■ Tarefa a realizar
No texto sobre os incêndios das matas, que duas situações abrange a prevenção?

■ Texto apresentado

....................

Ainda os incêndios das matas: prevenção e reestruturação
Não existe no ADN da maioria dos nossos políticos o gene da sabedoria do longo prazo — todos querem fazer figura rapidamente.
Desde há décadas, em todos os estios em que ocorrem fogos nas nossas matas, toda a gente, desde ministros a bombeiros e a outros responsáveis, proclama que desta vez é que é — vamos avançar com a prevenção e a restruturação das “nossas florestas”.
Começo por uma questão de terminologia para clarificar alguns conceitos e precisar do que falamos: nós não temos florestas senão em alguns recantos residuais — o que temos são matas… “Silvicultura”, a ciência das matas, vem de “silva” da trilogia do direito romano ager — saltus — silva. Silva são as matas usadas e trabalhadas pelo homem. Daí que os técnicos se devam chamar engenheiros silvicultores e não engenheiros florestais
Falar de pinhais e eucaliptais como florestas é um embuste; eles têm pouco duma floresta, que é um ecossistema complexo — eles são apenas povoamentos de “pau a pique” para toros destinados às celuloses.
Quanto à prevenção, ela abrange duas situações: a vigilância e a limpeza permanente das matas.

....................

■ Entradas de dados armazenadas

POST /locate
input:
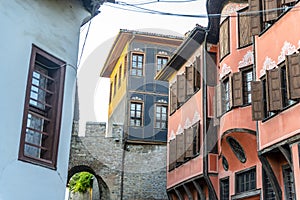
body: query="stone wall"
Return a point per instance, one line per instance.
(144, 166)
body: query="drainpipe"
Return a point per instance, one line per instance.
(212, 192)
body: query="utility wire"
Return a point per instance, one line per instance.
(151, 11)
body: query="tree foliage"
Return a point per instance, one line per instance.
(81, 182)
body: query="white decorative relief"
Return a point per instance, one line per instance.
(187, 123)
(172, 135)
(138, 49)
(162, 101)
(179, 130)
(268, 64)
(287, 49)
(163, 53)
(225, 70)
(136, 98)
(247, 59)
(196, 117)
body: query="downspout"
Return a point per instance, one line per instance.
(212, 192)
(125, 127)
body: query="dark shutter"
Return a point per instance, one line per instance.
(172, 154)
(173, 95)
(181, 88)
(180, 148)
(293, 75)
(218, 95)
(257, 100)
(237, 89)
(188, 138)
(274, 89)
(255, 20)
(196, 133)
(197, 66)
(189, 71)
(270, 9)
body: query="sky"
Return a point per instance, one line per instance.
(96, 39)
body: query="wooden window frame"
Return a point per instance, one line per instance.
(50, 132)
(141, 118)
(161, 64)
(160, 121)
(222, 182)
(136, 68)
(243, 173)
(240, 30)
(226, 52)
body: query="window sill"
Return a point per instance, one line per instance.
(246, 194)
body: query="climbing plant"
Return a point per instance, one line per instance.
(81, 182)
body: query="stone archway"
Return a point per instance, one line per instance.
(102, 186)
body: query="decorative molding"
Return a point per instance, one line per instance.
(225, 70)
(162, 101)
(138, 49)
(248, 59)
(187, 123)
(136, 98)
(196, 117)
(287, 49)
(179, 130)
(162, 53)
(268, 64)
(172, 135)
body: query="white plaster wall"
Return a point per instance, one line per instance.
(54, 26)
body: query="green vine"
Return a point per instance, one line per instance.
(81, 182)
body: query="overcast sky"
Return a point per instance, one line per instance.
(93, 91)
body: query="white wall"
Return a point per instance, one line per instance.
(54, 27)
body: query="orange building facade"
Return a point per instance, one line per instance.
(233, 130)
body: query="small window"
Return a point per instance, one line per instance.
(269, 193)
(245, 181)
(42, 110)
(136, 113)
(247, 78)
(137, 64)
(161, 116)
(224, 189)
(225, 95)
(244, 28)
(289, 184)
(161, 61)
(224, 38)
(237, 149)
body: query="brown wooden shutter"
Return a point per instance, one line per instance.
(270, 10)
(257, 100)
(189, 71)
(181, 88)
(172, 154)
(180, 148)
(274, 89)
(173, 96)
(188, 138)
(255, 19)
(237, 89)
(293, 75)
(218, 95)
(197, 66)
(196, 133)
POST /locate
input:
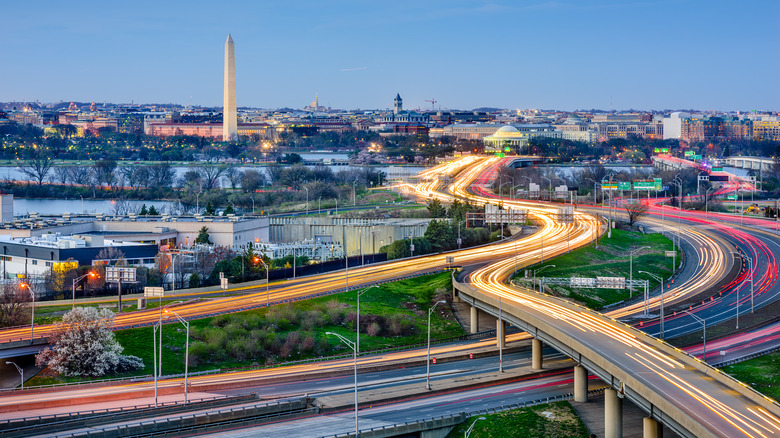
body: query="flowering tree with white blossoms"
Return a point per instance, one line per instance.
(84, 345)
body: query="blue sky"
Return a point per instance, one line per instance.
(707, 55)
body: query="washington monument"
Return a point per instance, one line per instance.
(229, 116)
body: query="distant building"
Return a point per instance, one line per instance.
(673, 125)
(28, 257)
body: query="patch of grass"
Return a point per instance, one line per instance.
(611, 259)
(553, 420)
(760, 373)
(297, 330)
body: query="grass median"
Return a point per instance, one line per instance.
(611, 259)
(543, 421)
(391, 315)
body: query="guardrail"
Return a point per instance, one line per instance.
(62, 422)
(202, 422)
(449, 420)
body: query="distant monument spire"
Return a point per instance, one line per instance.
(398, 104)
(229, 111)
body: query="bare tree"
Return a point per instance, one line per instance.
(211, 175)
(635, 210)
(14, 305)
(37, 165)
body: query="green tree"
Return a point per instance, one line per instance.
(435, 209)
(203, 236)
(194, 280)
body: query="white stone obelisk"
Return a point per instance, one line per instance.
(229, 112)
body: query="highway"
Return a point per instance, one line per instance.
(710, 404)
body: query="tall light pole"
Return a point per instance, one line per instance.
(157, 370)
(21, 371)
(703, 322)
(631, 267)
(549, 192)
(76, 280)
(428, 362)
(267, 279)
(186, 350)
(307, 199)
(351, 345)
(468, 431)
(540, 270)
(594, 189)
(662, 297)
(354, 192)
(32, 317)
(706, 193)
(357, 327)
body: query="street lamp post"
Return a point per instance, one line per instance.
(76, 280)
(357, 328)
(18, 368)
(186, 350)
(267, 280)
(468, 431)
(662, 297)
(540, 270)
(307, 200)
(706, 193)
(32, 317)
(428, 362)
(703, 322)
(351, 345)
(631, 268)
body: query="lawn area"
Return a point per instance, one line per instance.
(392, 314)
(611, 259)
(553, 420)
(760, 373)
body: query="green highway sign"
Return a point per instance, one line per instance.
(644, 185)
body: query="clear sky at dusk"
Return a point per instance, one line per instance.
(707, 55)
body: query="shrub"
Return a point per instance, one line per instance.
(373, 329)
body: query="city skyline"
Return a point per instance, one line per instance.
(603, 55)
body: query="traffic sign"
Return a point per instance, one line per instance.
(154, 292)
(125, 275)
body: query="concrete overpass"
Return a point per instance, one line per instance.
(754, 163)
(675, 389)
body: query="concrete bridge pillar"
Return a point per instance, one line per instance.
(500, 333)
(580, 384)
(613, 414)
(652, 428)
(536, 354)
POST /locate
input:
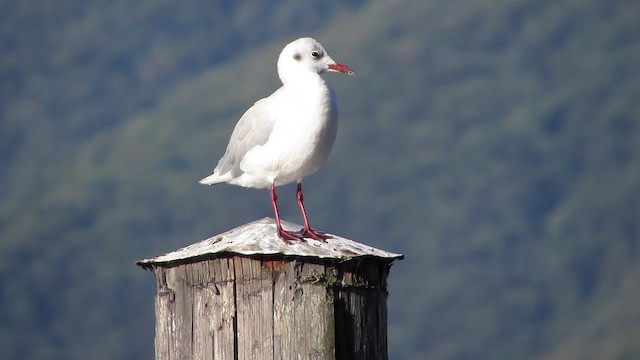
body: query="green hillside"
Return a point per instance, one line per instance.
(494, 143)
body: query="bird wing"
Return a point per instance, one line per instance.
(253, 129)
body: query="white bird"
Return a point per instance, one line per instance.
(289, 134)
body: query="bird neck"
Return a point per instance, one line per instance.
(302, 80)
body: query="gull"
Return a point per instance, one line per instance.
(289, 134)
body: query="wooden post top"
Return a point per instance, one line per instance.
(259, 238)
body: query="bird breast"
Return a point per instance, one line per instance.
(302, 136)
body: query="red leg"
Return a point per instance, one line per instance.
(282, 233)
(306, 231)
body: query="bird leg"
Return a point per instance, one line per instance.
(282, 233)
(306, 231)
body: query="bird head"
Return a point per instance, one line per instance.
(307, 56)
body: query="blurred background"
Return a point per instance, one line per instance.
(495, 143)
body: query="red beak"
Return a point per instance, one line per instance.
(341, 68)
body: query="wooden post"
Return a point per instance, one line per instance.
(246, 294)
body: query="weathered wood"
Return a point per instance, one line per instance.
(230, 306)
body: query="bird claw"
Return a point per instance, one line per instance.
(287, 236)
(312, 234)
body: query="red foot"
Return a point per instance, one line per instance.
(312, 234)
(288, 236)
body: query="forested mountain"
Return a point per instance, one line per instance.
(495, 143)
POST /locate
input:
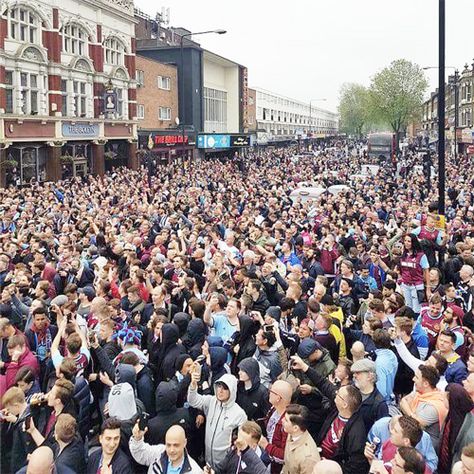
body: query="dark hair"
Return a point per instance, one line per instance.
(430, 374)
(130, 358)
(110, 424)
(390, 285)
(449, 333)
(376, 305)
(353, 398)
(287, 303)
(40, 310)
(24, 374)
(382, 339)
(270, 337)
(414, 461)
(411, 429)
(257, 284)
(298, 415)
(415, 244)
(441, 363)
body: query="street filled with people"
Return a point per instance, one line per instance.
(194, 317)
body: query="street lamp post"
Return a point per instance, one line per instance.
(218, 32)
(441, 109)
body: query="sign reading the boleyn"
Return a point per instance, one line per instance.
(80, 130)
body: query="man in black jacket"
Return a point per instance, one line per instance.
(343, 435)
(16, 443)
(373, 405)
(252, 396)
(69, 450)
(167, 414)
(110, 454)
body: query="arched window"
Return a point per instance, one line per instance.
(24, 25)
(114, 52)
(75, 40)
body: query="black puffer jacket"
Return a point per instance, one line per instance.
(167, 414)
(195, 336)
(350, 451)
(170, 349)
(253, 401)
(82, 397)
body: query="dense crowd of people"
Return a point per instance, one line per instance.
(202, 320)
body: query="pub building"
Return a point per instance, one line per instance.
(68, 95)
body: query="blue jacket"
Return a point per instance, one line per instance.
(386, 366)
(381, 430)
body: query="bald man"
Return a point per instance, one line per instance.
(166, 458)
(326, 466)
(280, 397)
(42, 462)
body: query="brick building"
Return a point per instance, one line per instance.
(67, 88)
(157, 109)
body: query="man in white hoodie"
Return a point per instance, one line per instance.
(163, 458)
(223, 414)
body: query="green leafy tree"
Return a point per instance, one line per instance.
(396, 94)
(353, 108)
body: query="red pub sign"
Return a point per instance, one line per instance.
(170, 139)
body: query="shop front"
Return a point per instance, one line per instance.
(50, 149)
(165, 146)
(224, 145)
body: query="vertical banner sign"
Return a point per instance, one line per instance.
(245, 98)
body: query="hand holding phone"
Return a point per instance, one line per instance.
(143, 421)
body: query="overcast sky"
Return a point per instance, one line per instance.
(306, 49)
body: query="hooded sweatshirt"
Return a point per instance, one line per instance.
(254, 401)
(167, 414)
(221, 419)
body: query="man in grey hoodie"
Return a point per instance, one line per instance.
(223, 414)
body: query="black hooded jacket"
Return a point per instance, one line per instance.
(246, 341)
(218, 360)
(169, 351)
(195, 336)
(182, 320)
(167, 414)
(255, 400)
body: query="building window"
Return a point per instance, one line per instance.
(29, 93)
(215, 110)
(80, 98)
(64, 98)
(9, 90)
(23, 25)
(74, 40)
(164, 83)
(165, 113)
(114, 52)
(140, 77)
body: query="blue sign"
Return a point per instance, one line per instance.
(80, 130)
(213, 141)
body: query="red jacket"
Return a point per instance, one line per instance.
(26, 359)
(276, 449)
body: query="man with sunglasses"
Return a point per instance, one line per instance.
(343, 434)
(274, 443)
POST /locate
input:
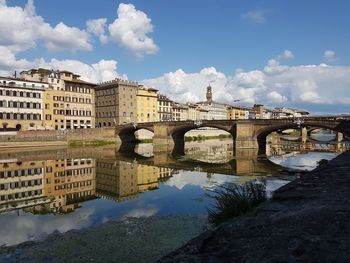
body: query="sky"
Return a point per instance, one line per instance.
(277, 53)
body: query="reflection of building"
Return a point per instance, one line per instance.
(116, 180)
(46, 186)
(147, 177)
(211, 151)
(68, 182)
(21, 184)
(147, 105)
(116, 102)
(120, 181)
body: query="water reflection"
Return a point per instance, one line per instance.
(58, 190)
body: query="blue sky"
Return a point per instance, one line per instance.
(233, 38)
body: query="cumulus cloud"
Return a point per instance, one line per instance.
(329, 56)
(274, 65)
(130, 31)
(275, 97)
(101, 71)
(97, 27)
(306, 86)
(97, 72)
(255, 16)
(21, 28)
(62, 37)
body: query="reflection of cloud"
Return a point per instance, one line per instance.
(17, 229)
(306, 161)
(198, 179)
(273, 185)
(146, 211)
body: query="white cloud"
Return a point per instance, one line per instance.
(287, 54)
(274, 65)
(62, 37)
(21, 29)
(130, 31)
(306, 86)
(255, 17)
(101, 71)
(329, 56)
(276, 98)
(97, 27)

....................

■ Resposta escrita
A vigilância e a limpeza permanente das matas.